| EXERCISE 1 |
Translate this sentence from the article on police in Ferguson into Spanish: "These are some of the individuals entrusted with police authority and military gear."
| EXERCISE 2 |
Duplicate the part of the article on police in Ferguson from "The state of" up to and including "world to see.", with no change to any character.

Will cameras stop this kind of police treatment?

Will cameras stop this kind of police treatment?

The state of modern American law enforcement went on garish display in Ferguson, Missouri, as police from multiple municipalities donned military gear and descended upon the town like an occupying army.

While the focus was on the equipment they carried and the racial issues, there’s a more crucial matter Ferguson raised: who is reining in the errant behavior of police officers?

Officers like Lt. Ray Albers, who aimed his assault rifle at peaceful protestors and journalists while barking such orders as “I will f***ing kill you, get back!”—while he knew his words and behavior were being recorded and livestreamed for the world to see.

And then there’s Officer Dan Page, who rose to national prominence after shoving a CNN journalist on camera. He got suspended from duty not for that, but for an earlier videotaped speech he gave at an Oath Keepers meeting:

“I personally believe in Jesus Christ as my lord and savior, but I’m also a killer. I’ve killed a lot. And if I need to, I’ll kill a whole bunch more. If you don’t want to get killed, don’t show up in front of me. I have no problems with it. God did not raise me to be a coward… I’m into diversity — I kill everybody. I don’t care.”

These are some of the individuals entrusted with police authority and military gear. Knowing Page’s and Albers’ names and faces made them unusual among their colleagues occupying Ferguson. But which officers fired tear gas and bean bags at TV news teams early in the protests? Who operated the sound cannons to disorient protestors before commanding them to disperse?

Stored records
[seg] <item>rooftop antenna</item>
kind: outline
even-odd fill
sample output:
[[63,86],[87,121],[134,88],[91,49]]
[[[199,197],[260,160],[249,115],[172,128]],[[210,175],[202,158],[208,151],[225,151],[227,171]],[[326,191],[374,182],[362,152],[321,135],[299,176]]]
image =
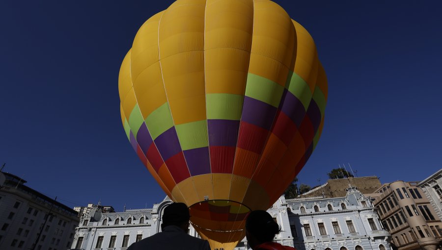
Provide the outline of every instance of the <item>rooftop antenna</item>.
[[17,186],[15,186],[16,189],[17,189],[17,188],[18,187],[19,184],[20,184],[20,182],[22,182],[22,178],[20,177],[20,180],[19,180],[19,182],[17,183]]
[[341,164],[339,164],[339,165],[338,165],[338,166],[339,166],[339,169],[341,170],[341,174],[342,174],[342,178],[343,178],[345,179],[345,175],[344,175],[344,172],[342,171],[342,168],[341,167]]
[[[321,185],[321,178],[318,178],[316,180],[317,180],[318,183],[319,183],[319,186],[320,187],[322,186],[322,185]],[[321,190],[322,191],[322,198],[325,198],[325,194],[324,193],[324,187],[321,187]]]
[[[347,175],[348,176],[348,171],[347,171],[347,169],[345,168],[345,164],[342,164],[342,165],[344,166],[344,169],[345,170],[345,172],[347,172]],[[348,187],[351,188],[352,185],[350,183],[350,179],[348,178],[348,177],[347,177],[347,180],[348,181]]]
[[352,169],[352,166],[350,166],[350,163],[348,163],[348,166],[350,167],[350,170],[351,170],[352,172],[353,172],[353,173],[355,174],[355,175],[356,176],[356,177],[358,177],[358,175],[356,175],[356,173],[358,173],[358,170],[353,170],[353,169]]
[[348,171],[347,171],[347,168],[345,167],[345,164],[342,164],[342,166],[344,166],[344,169],[345,170],[345,172],[347,172],[347,177],[348,178]]

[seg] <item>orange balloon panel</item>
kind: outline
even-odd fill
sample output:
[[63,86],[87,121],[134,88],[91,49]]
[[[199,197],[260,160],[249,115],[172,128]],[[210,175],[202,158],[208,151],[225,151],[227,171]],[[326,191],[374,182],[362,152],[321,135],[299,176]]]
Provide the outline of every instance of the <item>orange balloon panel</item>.
[[118,84],[131,144],[213,248],[242,239],[247,213],[279,197],[324,125],[313,39],[270,0],[175,1],[140,28]]

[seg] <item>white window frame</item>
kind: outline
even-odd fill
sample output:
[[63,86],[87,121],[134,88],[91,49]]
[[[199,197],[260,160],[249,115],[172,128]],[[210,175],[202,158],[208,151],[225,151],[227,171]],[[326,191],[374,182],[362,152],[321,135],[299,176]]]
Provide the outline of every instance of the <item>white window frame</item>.
[[352,232],[350,231],[350,228],[348,228],[348,225],[347,225],[347,221],[350,221],[352,222],[352,225],[353,225],[353,228],[355,228],[355,232],[359,233],[359,232],[358,232],[358,230],[356,229],[356,227],[355,226],[355,222],[353,221],[353,220],[352,219],[351,219],[350,220],[345,220],[345,225],[347,226],[347,231],[348,231],[348,233],[352,233]]

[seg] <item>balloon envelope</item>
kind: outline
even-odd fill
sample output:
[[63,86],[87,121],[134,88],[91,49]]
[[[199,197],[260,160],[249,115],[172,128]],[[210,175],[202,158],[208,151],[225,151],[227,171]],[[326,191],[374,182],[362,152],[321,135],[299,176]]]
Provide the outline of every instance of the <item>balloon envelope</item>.
[[118,83],[131,144],[212,248],[244,237],[248,213],[277,200],[323,125],[313,39],[270,0],[176,1],[140,28]]

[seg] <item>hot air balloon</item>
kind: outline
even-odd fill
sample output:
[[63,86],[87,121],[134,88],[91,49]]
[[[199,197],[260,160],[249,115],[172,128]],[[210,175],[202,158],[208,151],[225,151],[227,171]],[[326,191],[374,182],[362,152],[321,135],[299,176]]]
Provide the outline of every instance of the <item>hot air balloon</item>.
[[327,96],[313,39],[268,0],[178,0],[121,64],[134,150],[212,249],[232,249],[318,143]]

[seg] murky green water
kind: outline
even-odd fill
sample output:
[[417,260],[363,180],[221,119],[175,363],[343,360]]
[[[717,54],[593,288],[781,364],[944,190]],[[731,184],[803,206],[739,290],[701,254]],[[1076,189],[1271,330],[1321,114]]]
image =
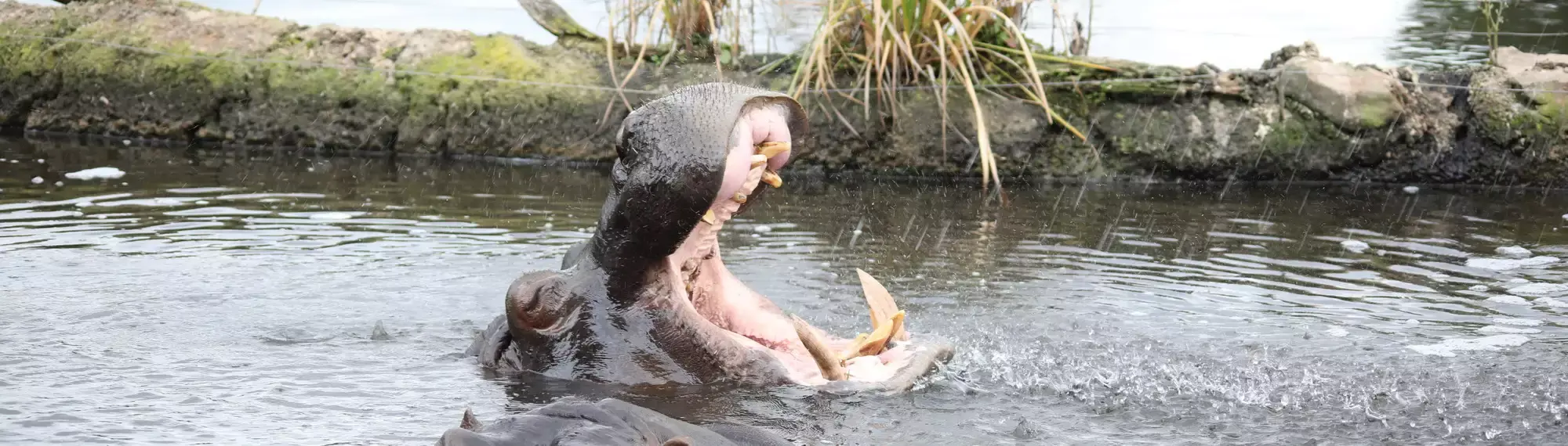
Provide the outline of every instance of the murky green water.
[[[811,444],[1568,438],[1562,191],[1014,185],[996,207],[789,178],[726,225],[731,269],[842,333],[864,321],[862,268],[955,361],[894,397],[622,394],[459,355],[517,274],[588,236],[597,171],[17,141],[0,158],[0,443],[430,444],[464,407],[561,394]],[[61,177],[99,166],[127,174]]]

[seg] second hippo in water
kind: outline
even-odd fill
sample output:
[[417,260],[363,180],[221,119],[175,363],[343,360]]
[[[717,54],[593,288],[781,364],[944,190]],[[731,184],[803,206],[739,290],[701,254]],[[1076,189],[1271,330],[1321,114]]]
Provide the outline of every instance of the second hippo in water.
[[[815,358],[823,347],[856,351],[853,341],[797,330],[720,257],[720,228],[759,200],[759,185],[781,185],[776,172],[804,131],[793,99],[726,83],[682,88],[632,111],[593,238],[568,254],[563,271],[517,279],[506,315],[470,354],[500,372],[630,385],[908,388],[952,349],[905,333],[836,374]],[[820,340],[815,358],[801,333]]]

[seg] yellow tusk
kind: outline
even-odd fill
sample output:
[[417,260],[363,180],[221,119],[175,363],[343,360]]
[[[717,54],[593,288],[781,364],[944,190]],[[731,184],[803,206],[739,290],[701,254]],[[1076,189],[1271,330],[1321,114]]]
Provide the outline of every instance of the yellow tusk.
[[762,160],[773,160],[773,156],[784,152],[789,152],[789,141],[768,141],[757,144],[757,153],[762,153]]
[[800,316],[790,315],[790,322],[795,324],[795,335],[800,336],[800,343],[806,346],[806,352],[811,358],[817,361],[817,369],[822,371],[822,377],[828,380],[845,380],[848,372],[844,371],[844,365],[839,358],[828,349],[828,343],[817,336],[817,332],[811,329]]
[[779,174],[773,171],[762,171],[762,182],[773,188],[784,186],[784,178],[779,178]]
[[[898,304],[892,300],[892,293],[881,286],[875,277],[866,274],[866,271],[855,269],[855,274],[861,277],[861,293],[866,296],[866,307],[870,307],[872,330],[881,327],[883,322],[891,321],[894,313],[898,313]],[[903,324],[889,333],[894,341],[908,341],[909,332],[903,330]]]

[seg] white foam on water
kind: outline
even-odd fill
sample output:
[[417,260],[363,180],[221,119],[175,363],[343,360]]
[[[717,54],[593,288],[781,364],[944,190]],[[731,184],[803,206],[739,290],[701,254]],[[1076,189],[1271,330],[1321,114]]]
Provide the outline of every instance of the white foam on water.
[[1521,326],[1521,327],[1540,327],[1541,324],[1544,324],[1540,319],[1524,319],[1524,318],[1491,318],[1491,322],[1504,326]]
[[1524,335],[1510,333],[1510,335],[1494,335],[1483,338],[1452,338],[1452,340],[1443,340],[1441,343],[1436,344],[1406,346],[1406,347],[1422,355],[1452,358],[1457,357],[1458,352],[1496,352],[1502,351],[1504,347],[1518,347],[1529,341],[1530,338]]
[[1524,247],[1519,247],[1519,246],[1499,246],[1497,247],[1497,255],[1502,255],[1502,257],[1507,257],[1507,258],[1526,258],[1526,257],[1530,257],[1530,250],[1524,249]]
[[1508,304],[1508,305],[1530,305],[1530,300],[1524,300],[1524,297],[1519,296],[1491,296],[1486,297],[1486,302]]
[[1537,255],[1530,258],[1468,258],[1465,266],[1491,269],[1491,271],[1508,271],[1519,269],[1526,266],[1543,266],[1560,261],[1560,258],[1551,255]]
[[1552,299],[1552,297],[1535,299],[1535,302],[1532,302],[1532,304],[1535,304],[1535,305],[1546,305],[1546,307],[1552,307],[1552,308],[1568,308],[1568,302],[1557,300],[1557,299]]
[[114,180],[114,178],[119,178],[119,177],[124,177],[124,175],[125,175],[125,171],[121,171],[118,167],[107,167],[105,166],[105,167],[93,167],[93,169],[75,171],[75,172],[66,174],[66,178],[72,178],[72,180]]
[[1508,327],[1508,326],[1486,326],[1475,330],[1482,335],[1537,335],[1541,329],[1524,329],[1524,327]]
[[1568,293],[1568,285],[1565,285],[1565,283],[1532,282],[1532,283],[1524,283],[1524,285],[1519,285],[1519,286],[1508,288],[1508,293],[1512,293],[1512,294],[1521,294],[1521,296],[1557,296],[1557,294]]

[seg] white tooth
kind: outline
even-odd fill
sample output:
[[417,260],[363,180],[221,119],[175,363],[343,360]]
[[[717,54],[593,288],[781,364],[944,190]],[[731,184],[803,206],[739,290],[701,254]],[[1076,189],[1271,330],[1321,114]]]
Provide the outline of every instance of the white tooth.
[[789,141],[768,141],[757,144],[757,153],[762,153],[764,160],[771,160],[778,153],[789,152]]

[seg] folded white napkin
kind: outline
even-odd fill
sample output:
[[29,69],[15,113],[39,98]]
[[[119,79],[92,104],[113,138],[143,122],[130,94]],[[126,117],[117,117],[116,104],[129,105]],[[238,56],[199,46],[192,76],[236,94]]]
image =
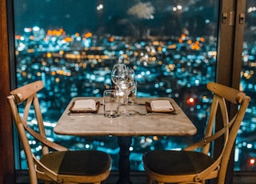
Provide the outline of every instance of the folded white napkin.
[[96,110],[96,102],[93,99],[76,100],[72,110]]
[[151,110],[173,110],[174,107],[168,100],[152,100],[150,102]]

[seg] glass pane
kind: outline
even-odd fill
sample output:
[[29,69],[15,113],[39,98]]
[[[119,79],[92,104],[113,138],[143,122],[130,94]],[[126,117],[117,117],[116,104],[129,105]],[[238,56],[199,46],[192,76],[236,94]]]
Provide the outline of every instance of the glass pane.
[[105,150],[118,168],[116,138],[59,136],[52,127],[72,98],[111,88],[119,57],[135,70],[138,97],[174,98],[198,130],[192,138],[134,137],[131,170],[142,170],[146,150],[181,149],[202,137],[211,98],[206,84],[215,76],[218,1],[14,0],[14,7],[18,84],[45,83],[39,98],[51,139]]
[[256,2],[246,1],[241,90],[252,97],[238,135],[235,170],[256,170]]

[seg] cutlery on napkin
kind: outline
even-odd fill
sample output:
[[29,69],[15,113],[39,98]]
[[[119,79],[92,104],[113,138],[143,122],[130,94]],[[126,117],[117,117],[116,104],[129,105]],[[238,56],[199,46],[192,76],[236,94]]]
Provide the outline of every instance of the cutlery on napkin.
[[73,111],[96,110],[96,102],[93,99],[76,100],[70,108]]
[[153,111],[168,111],[174,110],[169,100],[152,100],[150,106]]

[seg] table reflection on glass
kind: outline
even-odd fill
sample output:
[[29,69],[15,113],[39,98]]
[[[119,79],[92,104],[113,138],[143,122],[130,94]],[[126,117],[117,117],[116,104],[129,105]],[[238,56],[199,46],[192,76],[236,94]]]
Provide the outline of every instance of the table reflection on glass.
[[[70,107],[78,99],[99,102],[97,114],[70,114]],[[150,113],[146,102],[169,100],[175,109],[173,114]],[[131,183],[130,180],[130,150],[132,136],[191,136],[197,129],[175,101],[168,98],[137,98],[134,114],[110,118],[104,117],[102,98],[78,97],[72,99],[57,122],[54,130],[58,134],[76,136],[118,136],[119,151],[119,179],[118,183]]]

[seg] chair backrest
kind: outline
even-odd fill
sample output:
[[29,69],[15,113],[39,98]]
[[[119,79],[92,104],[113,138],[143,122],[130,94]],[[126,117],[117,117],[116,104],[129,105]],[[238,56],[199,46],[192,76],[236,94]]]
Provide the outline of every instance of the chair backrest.
[[[43,154],[49,153],[49,147],[51,147],[57,150],[66,150],[67,149],[50,142],[46,139],[45,127],[42,121],[42,117],[40,110],[40,106],[37,92],[43,88],[43,83],[42,81],[37,81],[24,86],[14,90],[10,92],[10,95],[7,97],[8,102],[11,110],[11,113],[16,127],[19,134],[21,142],[23,146],[23,149],[26,154],[27,164],[29,167],[29,173],[30,181],[37,180],[37,170],[35,165],[40,165],[41,167],[45,168],[45,173],[50,174],[50,170],[44,167],[40,161],[35,157],[31,151],[31,147],[29,142],[28,134],[29,133],[36,140],[41,142],[42,152]],[[18,106],[24,106],[22,110],[18,110]],[[34,124],[33,129],[29,123],[28,118],[31,111],[35,114],[37,124]],[[31,137],[31,136],[30,136]]]
[[[230,152],[250,98],[238,90],[214,82],[209,82],[207,89],[213,92],[214,97],[206,129],[205,138],[199,142],[188,146],[185,150],[192,150],[201,147],[202,151],[207,154],[212,143],[217,139],[220,139],[222,142],[222,150],[220,150],[220,154],[217,159],[215,159],[214,163],[198,174],[198,179],[204,178],[213,170],[216,170],[216,168],[218,168],[217,170],[218,172],[218,183],[224,183]],[[227,108],[226,104],[228,102],[237,107],[236,112],[232,112],[232,114],[229,113],[229,109]],[[218,112],[220,112],[221,117],[218,115],[219,114]],[[215,130],[216,123],[221,123],[222,128]]]

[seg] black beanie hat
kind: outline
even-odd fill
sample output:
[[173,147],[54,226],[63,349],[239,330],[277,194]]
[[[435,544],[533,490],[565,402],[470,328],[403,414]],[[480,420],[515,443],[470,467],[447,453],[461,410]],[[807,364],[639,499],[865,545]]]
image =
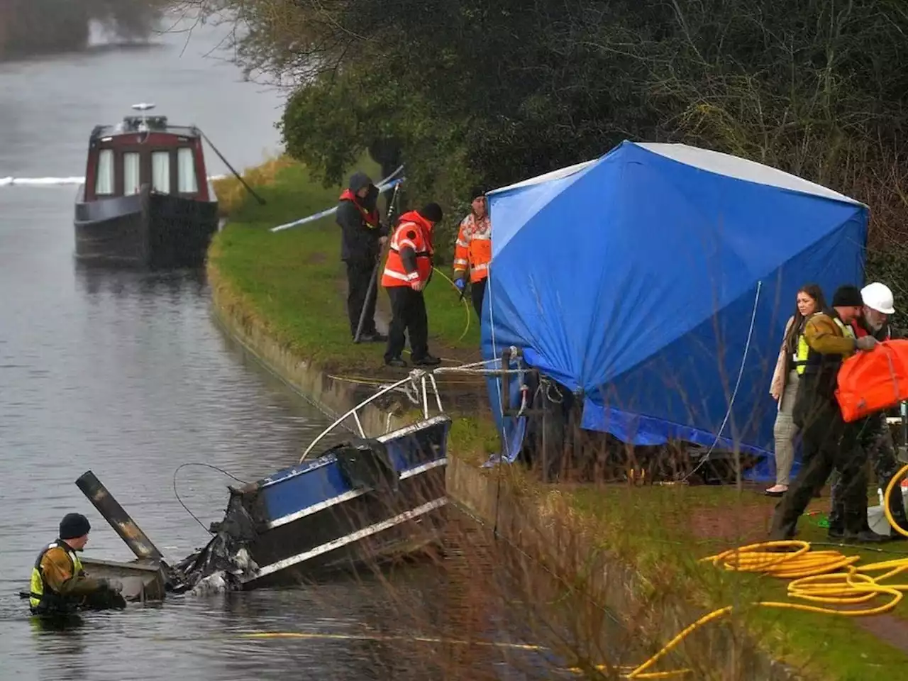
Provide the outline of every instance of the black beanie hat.
[[75,539],[87,535],[91,528],[88,518],[81,513],[67,513],[60,521],[60,538]]
[[864,305],[864,299],[861,298],[861,291],[857,286],[844,284],[835,290],[833,294],[834,308],[853,308]]
[[432,222],[440,222],[442,215],[441,206],[438,203],[426,203],[426,205],[419,209],[419,214]]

| RESULT 1 |
Estas son algunas de las personas a quienes se les confió autoridad policial y equipo militar.

| RESULT 2 |
The state of modern American law enforcement went on garish display in Ferguson, Missouri, as police from multiple municipalities donned military gear and descended upon the town like an occupying army.

While the focus was on the equipment they carried and the racial issues, there’s a more crucial matter Ferguson raised: who is reining in the errant behavior of police officers?

Officers like Lt. Ray Albers, who aimed his assault rifle at peaceful protestors and journalists while barking such orders as “I will f***ing kill you, get back!”—while he knew his words and behavior were being recorded and livestreamed for the world to see.